>> START
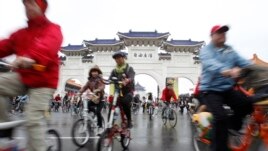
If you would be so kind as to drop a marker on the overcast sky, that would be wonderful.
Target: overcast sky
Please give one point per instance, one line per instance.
(184, 19)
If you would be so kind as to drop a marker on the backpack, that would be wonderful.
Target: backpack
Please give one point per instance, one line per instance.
(130, 86)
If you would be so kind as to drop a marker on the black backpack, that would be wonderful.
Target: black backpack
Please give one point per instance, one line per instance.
(130, 86)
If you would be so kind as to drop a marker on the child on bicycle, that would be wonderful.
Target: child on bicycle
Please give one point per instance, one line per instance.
(95, 85)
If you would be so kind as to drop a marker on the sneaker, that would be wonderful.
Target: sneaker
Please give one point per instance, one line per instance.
(129, 125)
(236, 138)
(233, 132)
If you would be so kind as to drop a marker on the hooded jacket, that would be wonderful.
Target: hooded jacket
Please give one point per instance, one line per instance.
(40, 41)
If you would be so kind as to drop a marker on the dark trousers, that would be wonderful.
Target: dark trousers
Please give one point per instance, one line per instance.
(97, 111)
(125, 102)
(241, 106)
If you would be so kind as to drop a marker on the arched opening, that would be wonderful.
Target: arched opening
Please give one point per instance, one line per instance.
(144, 84)
(185, 85)
(72, 85)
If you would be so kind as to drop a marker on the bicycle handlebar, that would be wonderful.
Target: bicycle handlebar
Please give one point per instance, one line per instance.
(37, 67)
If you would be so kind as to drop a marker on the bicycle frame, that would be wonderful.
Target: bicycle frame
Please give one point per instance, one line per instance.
(258, 117)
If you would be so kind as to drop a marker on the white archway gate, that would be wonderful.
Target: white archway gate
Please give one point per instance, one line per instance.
(179, 57)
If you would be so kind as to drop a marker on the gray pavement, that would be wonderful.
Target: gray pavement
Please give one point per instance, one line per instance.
(146, 135)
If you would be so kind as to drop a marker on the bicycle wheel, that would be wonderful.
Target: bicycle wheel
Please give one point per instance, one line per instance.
(150, 112)
(53, 140)
(172, 117)
(164, 116)
(105, 142)
(125, 139)
(80, 134)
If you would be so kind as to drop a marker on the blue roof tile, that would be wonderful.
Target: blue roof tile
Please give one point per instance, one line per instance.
(102, 41)
(154, 34)
(73, 47)
(184, 42)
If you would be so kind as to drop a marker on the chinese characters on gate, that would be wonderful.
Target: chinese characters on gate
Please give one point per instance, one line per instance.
(143, 55)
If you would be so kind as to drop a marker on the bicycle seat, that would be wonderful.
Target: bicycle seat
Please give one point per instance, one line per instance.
(11, 124)
(263, 102)
(260, 99)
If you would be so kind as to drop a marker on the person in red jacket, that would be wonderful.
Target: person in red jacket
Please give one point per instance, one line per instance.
(38, 43)
(168, 93)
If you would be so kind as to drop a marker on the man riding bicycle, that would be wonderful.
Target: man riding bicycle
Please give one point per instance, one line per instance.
(125, 73)
(38, 43)
(95, 85)
(168, 93)
(220, 66)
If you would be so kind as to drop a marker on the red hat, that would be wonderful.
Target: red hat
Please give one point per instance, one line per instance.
(219, 29)
(42, 4)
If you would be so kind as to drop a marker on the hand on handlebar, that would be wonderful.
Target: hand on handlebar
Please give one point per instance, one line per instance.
(233, 73)
(125, 81)
(23, 62)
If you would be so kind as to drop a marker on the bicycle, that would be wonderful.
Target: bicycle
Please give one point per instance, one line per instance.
(86, 125)
(7, 128)
(52, 140)
(150, 110)
(169, 114)
(135, 108)
(113, 130)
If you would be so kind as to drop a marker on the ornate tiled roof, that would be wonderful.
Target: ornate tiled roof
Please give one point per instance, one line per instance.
(183, 42)
(103, 42)
(132, 34)
(138, 87)
(73, 47)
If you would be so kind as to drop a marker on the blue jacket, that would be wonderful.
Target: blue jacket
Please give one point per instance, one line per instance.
(214, 61)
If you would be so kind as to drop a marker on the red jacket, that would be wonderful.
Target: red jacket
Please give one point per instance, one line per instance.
(167, 94)
(196, 90)
(40, 41)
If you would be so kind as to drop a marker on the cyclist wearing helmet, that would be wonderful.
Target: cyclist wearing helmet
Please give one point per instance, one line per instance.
(125, 73)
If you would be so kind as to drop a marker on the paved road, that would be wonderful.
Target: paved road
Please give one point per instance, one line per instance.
(146, 134)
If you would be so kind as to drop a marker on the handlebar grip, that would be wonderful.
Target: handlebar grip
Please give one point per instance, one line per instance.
(39, 67)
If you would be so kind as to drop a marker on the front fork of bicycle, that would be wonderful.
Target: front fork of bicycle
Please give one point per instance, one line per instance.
(85, 114)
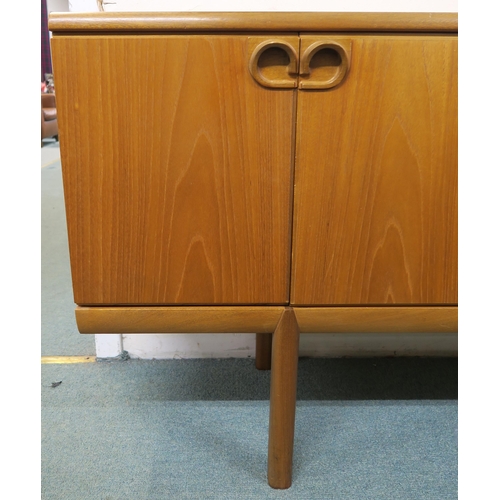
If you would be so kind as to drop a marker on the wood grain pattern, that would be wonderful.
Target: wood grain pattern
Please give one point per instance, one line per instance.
(386, 319)
(375, 208)
(285, 356)
(208, 319)
(253, 21)
(263, 351)
(177, 171)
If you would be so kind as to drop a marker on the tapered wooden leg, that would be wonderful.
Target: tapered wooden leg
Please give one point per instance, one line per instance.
(285, 353)
(263, 343)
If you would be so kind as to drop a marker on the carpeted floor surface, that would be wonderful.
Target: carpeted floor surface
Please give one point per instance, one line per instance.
(197, 429)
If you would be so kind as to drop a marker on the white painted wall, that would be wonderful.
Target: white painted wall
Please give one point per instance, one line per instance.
(243, 345)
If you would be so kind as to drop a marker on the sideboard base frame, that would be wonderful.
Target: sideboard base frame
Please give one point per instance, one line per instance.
(279, 350)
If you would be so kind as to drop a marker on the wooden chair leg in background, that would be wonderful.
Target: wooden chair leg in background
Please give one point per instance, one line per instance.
(285, 354)
(263, 343)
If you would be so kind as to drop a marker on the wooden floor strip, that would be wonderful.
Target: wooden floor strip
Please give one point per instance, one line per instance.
(61, 360)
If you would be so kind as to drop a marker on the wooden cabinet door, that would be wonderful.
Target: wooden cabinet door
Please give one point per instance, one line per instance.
(375, 204)
(177, 170)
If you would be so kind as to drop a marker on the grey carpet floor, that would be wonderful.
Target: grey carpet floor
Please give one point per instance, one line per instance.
(197, 429)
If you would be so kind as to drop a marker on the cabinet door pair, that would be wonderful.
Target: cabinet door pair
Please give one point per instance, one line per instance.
(189, 180)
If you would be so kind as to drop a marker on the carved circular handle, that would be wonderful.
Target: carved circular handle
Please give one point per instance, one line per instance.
(340, 73)
(291, 69)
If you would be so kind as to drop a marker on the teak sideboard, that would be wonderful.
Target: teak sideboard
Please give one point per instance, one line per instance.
(273, 173)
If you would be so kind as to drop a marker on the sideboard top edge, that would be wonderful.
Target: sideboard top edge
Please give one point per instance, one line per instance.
(253, 21)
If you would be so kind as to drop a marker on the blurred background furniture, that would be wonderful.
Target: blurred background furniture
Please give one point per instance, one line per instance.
(49, 117)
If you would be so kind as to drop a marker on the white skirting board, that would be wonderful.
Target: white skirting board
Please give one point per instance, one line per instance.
(181, 346)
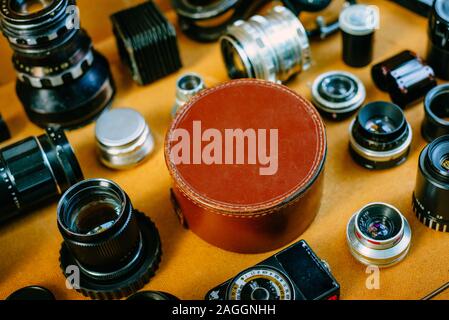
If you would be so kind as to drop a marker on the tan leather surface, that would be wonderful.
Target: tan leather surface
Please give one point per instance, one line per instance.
(190, 267)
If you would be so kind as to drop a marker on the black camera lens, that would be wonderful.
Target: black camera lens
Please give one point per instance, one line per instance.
(378, 234)
(36, 171)
(431, 195)
(61, 79)
(116, 248)
(358, 24)
(380, 136)
(436, 118)
(338, 94)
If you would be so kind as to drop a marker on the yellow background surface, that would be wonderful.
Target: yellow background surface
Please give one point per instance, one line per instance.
(29, 246)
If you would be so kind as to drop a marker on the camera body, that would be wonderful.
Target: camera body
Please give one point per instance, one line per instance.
(295, 273)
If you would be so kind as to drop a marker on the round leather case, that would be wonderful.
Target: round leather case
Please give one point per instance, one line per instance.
(247, 158)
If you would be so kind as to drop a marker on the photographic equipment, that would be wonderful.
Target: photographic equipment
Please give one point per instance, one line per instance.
(61, 79)
(146, 42)
(421, 7)
(438, 45)
(116, 248)
(436, 118)
(207, 20)
(378, 234)
(380, 136)
(431, 195)
(36, 171)
(4, 130)
(273, 47)
(151, 295)
(295, 273)
(187, 86)
(358, 24)
(338, 94)
(268, 201)
(31, 293)
(123, 138)
(405, 77)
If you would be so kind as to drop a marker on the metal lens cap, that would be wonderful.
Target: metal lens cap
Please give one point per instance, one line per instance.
(32, 293)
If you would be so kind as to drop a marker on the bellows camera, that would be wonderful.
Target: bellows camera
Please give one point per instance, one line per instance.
(293, 274)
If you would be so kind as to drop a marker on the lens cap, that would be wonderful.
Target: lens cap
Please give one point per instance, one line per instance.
(32, 293)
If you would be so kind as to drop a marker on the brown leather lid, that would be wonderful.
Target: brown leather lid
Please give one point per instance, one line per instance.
(250, 104)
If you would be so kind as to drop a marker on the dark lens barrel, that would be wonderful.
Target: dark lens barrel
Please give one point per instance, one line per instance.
(436, 118)
(115, 247)
(35, 171)
(405, 76)
(438, 45)
(431, 195)
(61, 79)
(380, 136)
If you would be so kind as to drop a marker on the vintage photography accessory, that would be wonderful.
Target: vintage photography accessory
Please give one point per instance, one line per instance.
(5, 134)
(438, 44)
(421, 7)
(268, 201)
(187, 86)
(207, 20)
(338, 94)
(116, 248)
(405, 76)
(146, 42)
(379, 235)
(273, 47)
(380, 136)
(32, 293)
(151, 296)
(61, 79)
(431, 195)
(358, 24)
(295, 273)
(123, 138)
(36, 171)
(436, 113)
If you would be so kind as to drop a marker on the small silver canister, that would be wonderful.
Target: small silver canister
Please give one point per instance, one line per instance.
(123, 138)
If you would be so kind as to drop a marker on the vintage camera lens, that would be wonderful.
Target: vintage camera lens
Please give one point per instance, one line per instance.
(436, 118)
(187, 86)
(358, 24)
(431, 195)
(338, 94)
(438, 45)
(116, 248)
(273, 47)
(35, 171)
(123, 138)
(61, 79)
(405, 77)
(378, 234)
(380, 136)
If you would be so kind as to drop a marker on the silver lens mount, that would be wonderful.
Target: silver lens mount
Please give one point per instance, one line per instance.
(273, 47)
(378, 234)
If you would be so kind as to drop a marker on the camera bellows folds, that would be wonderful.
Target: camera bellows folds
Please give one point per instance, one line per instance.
(116, 248)
(146, 42)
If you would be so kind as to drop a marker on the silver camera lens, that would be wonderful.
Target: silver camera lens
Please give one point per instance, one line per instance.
(187, 86)
(273, 47)
(123, 138)
(337, 94)
(378, 234)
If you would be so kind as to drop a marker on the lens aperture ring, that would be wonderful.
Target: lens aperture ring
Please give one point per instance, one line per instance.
(73, 73)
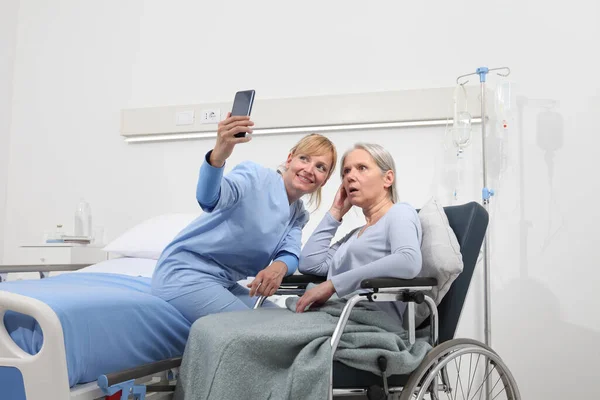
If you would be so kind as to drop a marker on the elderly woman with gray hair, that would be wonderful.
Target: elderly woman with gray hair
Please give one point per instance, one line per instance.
(388, 245)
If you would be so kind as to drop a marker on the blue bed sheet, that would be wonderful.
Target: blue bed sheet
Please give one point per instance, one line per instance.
(110, 322)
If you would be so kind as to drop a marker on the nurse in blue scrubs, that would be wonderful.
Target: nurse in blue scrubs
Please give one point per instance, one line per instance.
(251, 226)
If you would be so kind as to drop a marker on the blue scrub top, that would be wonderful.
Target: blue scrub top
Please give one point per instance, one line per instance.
(248, 222)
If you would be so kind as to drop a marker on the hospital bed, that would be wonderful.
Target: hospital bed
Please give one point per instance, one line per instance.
(66, 346)
(46, 374)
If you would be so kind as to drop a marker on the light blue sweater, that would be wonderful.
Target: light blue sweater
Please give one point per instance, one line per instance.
(248, 223)
(391, 248)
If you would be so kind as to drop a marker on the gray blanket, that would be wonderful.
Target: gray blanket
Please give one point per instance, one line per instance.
(278, 354)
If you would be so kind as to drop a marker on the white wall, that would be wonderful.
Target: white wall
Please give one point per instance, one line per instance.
(8, 41)
(80, 63)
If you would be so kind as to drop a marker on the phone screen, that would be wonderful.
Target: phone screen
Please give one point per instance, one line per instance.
(242, 103)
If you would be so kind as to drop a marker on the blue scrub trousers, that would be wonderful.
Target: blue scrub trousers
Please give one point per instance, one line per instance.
(212, 298)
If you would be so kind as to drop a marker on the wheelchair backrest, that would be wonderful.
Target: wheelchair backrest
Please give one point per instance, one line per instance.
(469, 222)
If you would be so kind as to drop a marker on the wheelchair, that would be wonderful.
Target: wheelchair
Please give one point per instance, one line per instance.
(455, 368)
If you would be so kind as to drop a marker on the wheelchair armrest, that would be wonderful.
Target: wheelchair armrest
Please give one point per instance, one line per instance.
(302, 280)
(380, 283)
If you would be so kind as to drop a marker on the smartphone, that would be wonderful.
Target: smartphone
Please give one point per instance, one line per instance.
(242, 105)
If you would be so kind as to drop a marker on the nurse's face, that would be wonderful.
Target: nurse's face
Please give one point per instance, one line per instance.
(306, 173)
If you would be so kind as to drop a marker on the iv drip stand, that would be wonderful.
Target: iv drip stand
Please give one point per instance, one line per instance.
(486, 194)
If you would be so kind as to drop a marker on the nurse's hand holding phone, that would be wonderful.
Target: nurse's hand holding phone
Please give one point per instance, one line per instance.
(236, 128)
(226, 139)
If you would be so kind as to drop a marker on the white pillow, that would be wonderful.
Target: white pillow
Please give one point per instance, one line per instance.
(441, 254)
(124, 266)
(149, 238)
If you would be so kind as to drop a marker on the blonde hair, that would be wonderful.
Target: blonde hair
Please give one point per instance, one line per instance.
(382, 158)
(315, 144)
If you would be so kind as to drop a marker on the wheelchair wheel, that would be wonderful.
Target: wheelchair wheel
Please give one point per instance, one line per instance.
(461, 369)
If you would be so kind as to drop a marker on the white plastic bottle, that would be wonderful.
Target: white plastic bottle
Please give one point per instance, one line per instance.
(83, 219)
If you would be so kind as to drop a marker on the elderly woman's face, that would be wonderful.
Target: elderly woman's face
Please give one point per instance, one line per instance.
(363, 180)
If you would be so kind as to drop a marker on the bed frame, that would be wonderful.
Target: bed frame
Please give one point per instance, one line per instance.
(44, 376)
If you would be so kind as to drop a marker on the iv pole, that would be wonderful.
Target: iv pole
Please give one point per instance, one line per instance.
(486, 193)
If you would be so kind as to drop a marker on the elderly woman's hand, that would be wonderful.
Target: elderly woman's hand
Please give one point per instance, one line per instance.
(341, 205)
(268, 280)
(317, 295)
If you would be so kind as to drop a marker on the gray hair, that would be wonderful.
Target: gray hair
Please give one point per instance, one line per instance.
(383, 159)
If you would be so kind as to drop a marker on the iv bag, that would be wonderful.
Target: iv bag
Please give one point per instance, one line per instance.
(503, 101)
(461, 127)
(461, 130)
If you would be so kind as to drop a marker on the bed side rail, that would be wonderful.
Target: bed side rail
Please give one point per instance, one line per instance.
(45, 375)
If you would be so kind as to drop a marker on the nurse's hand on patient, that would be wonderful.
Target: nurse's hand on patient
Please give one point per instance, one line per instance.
(317, 295)
(268, 280)
(341, 205)
(226, 140)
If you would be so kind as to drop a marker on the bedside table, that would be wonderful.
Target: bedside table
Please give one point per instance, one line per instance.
(63, 256)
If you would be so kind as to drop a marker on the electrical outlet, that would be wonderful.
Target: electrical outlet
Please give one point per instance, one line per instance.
(212, 116)
(184, 118)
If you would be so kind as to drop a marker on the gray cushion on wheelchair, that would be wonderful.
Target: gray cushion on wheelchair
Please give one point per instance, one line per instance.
(442, 258)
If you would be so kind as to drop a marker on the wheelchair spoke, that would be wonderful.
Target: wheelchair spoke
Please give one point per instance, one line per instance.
(494, 387)
(443, 376)
(474, 373)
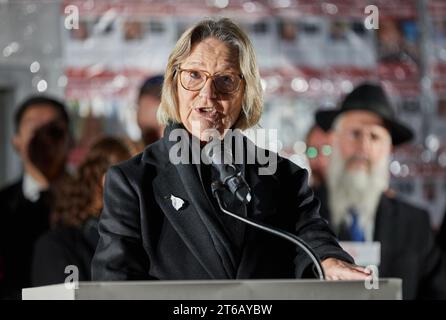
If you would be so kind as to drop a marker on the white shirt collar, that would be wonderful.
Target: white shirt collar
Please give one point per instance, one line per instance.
(31, 188)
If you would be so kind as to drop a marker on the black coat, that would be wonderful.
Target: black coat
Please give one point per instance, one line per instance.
(62, 247)
(21, 223)
(142, 236)
(408, 249)
(441, 236)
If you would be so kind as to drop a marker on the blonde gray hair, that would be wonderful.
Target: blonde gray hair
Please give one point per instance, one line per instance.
(228, 32)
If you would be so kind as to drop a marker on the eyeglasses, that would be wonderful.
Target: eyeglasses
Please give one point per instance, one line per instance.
(314, 151)
(224, 82)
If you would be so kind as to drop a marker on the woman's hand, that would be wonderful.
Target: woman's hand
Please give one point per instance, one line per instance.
(336, 269)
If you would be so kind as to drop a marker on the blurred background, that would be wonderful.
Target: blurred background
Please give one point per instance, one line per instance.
(311, 53)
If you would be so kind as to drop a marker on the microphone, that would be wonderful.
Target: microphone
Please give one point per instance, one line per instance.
(220, 156)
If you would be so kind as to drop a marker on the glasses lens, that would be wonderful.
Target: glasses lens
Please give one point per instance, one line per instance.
(192, 80)
(226, 83)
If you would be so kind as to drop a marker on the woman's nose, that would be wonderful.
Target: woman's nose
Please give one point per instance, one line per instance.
(208, 90)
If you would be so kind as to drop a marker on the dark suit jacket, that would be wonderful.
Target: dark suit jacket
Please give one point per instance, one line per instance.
(21, 223)
(441, 236)
(408, 249)
(142, 236)
(61, 247)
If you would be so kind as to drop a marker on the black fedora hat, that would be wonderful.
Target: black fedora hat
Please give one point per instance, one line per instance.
(368, 97)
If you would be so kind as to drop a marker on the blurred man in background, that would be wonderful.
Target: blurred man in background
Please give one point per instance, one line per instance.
(318, 152)
(41, 134)
(149, 99)
(359, 205)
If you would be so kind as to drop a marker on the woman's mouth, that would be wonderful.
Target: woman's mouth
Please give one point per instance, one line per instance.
(208, 113)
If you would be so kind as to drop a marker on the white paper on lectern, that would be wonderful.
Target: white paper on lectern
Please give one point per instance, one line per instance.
(365, 253)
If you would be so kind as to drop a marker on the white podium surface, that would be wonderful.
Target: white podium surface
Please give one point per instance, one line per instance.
(389, 289)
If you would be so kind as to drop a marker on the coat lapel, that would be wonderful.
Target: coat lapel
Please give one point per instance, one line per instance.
(193, 222)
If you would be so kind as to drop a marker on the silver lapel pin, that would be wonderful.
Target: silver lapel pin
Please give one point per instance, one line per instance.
(177, 203)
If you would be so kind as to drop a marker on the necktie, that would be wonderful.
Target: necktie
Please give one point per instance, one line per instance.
(355, 230)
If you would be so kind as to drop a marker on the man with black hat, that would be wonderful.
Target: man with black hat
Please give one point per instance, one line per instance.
(356, 199)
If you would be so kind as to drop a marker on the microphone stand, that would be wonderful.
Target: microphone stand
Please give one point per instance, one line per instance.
(217, 186)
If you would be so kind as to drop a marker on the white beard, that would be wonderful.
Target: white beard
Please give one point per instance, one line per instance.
(360, 189)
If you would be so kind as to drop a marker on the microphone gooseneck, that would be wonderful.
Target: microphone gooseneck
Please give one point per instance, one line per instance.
(217, 185)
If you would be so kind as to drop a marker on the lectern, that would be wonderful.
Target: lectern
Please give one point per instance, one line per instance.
(385, 289)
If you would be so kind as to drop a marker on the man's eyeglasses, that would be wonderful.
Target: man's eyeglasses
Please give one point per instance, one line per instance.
(224, 82)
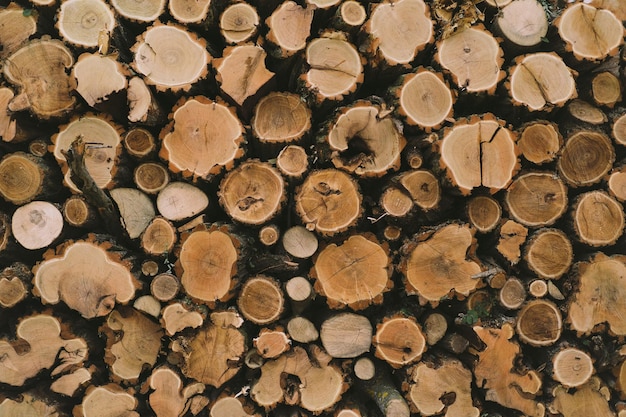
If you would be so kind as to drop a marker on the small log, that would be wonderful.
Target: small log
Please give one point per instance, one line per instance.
(512, 295)
(106, 400)
(424, 99)
(101, 143)
(536, 199)
(539, 323)
(328, 201)
(484, 213)
(91, 288)
(598, 218)
(479, 151)
(80, 22)
(151, 177)
(375, 380)
(168, 397)
(133, 341)
(24, 178)
(302, 330)
(170, 57)
(355, 273)
(176, 318)
(37, 224)
(289, 27)
(578, 170)
(138, 10)
(272, 343)
(15, 284)
(186, 11)
(214, 354)
(334, 68)
(596, 299)
(48, 347)
(540, 141)
(252, 193)
(261, 300)
(346, 335)
(292, 162)
(541, 81)
(203, 138)
(399, 340)
(98, 77)
(591, 34)
(364, 140)
(180, 201)
(41, 59)
(388, 43)
(439, 263)
(429, 386)
(572, 367)
(494, 372)
(479, 69)
(592, 397)
(549, 253)
(239, 23)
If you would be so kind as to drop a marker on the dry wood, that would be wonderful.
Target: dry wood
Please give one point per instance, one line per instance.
(168, 397)
(591, 397)
(176, 317)
(47, 347)
(261, 300)
(133, 341)
(425, 99)
(541, 81)
(318, 388)
(170, 57)
(151, 177)
(549, 253)
(398, 31)
(213, 354)
(239, 23)
(180, 201)
(252, 193)
(346, 335)
(41, 59)
(473, 57)
(334, 68)
(590, 33)
(355, 273)
(289, 27)
(598, 218)
(80, 22)
(241, 72)
(484, 213)
(440, 263)
(329, 201)
(596, 300)
(479, 151)
(139, 10)
(102, 144)
(98, 77)
(272, 343)
(495, 373)
(540, 141)
(203, 138)
(572, 367)
(399, 340)
(536, 199)
(92, 288)
(430, 385)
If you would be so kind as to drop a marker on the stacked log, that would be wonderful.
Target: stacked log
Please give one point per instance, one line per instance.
(331, 207)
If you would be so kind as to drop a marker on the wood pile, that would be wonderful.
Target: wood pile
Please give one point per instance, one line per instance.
(327, 207)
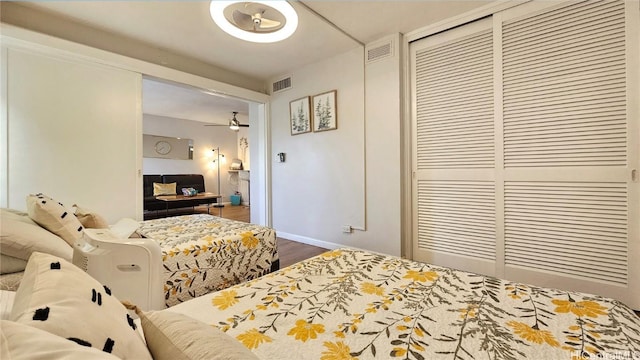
>> END
**TASK TO CARRY OUT**
Replace "wood pile" with "firewood stack" in the part of the data that opens with the line containing "pile, that would be wonderful." and closes at the end of the data, both ends included. Give that part again with everything else unchanged and the pictures left out.

**SOLUTION FOR THIS EXERCISE**
If you would be so kind as to drop a marker on the firewood stack, that would be wonderful.
Target: firewood stack
Please give one point per instance, one line per instance.
(327, 207)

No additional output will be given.